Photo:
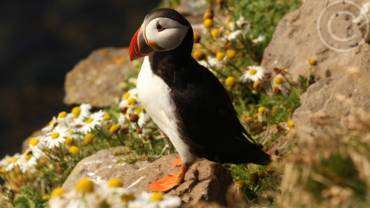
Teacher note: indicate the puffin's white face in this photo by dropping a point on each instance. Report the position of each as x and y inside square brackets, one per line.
[164, 34]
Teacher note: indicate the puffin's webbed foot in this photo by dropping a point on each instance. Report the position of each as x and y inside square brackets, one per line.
[171, 180]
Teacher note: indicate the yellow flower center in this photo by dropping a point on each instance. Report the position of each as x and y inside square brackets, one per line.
[114, 128]
[106, 117]
[76, 111]
[73, 150]
[312, 61]
[220, 56]
[69, 141]
[89, 120]
[157, 196]
[230, 81]
[252, 71]
[62, 115]
[85, 185]
[208, 23]
[131, 101]
[230, 53]
[215, 33]
[54, 135]
[57, 192]
[279, 80]
[128, 197]
[138, 110]
[28, 156]
[261, 109]
[33, 142]
[196, 37]
[291, 123]
[88, 138]
[198, 55]
[115, 183]
[11, 160]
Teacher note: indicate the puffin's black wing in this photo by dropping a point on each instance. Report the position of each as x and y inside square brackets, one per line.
[208, 120]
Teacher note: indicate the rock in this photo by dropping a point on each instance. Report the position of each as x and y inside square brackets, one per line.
[303, 36]
[204, 181]
[96, 80]
[330, 102]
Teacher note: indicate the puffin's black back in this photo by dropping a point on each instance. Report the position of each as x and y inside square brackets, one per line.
[207, 120]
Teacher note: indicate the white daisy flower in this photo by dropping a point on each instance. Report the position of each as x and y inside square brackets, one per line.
[10, 162]
[91, 122]
[203, 63]
[56, 137]
[259, 39]
[28, 161]
[143, 119]
[234, 35]
[213, 62]
[81, 113]
[254, 73]
[51, 125]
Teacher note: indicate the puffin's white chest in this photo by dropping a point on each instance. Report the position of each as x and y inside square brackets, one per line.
[155, 96]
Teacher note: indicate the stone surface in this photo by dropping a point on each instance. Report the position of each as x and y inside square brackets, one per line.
[330, 102]
[96, 80]
[297, 40]
[204, 181]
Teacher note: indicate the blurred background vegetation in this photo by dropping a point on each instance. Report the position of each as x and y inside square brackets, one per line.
[40, 41]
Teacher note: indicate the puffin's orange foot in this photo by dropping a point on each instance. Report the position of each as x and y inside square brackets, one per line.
[176, 163]
[168, 182]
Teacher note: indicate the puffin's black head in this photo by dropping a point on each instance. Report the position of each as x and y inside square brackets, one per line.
[163, 30]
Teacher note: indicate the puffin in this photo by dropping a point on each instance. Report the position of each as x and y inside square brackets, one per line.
[185, 100]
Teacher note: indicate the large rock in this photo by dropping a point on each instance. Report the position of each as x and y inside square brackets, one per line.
[204, 181]
[331, 102]
[97, 79]
[302, 36]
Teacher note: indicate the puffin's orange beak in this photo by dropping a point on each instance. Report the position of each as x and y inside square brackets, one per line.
[138, 47]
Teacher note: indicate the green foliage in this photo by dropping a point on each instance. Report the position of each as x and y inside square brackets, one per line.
[263, 15]
[29, 198]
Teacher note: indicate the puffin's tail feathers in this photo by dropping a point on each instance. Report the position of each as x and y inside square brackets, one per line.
[258, 156]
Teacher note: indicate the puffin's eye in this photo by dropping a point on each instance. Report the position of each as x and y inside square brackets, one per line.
[159, 27]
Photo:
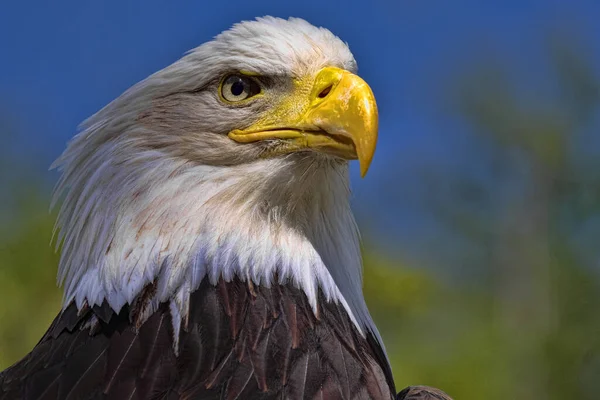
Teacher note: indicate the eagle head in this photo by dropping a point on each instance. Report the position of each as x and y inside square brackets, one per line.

**Directive:** The pictures stay out; repeat exactly the lines from the one with "Teacher note: indicate the puffin in" to the end of the entries above, and nothing else.

**The reply:**
Teacher note: indicate the puffin in this photo by dropping a point on each instance. Report the position of each as x and y inside square brackets, one per line.
[185, 100]
Teacher note: indicate the large rock in this photo by dropping a point on each instance. Report the position of each as x and y inside square brackets, one per line.
[204, 181]
[331, 102]
[97, 79]
[302, 36]
Teacher note: indicate the puffin's orange beak in this photo by dropping a point on each instance. Report the position of each as x and y inside square brackets, one per line.
[138, 47]
Teacher note: indicate the green foliage in this photo by dropping a point on each instance. Report the position of each as x and y inside square brackets, one per line.
[263, 15]
[29, 198]
Teacher note: indicate the puffin's tail feathers in this photo by dropping a point on each instance. Report the position of each as x and y inside square brackets, one per line.
[258, 156]
Teacher note: indicate the puffin's eye in this photo by dropping a point on each instance. Report the position of each as x and y inside square brackets, one per line.
[159, 27]
Photo:
Teacher note: indicate the eagle head in this photo by dropping a point on each instance. Report the position of each as x and y inside square brackets, one per line.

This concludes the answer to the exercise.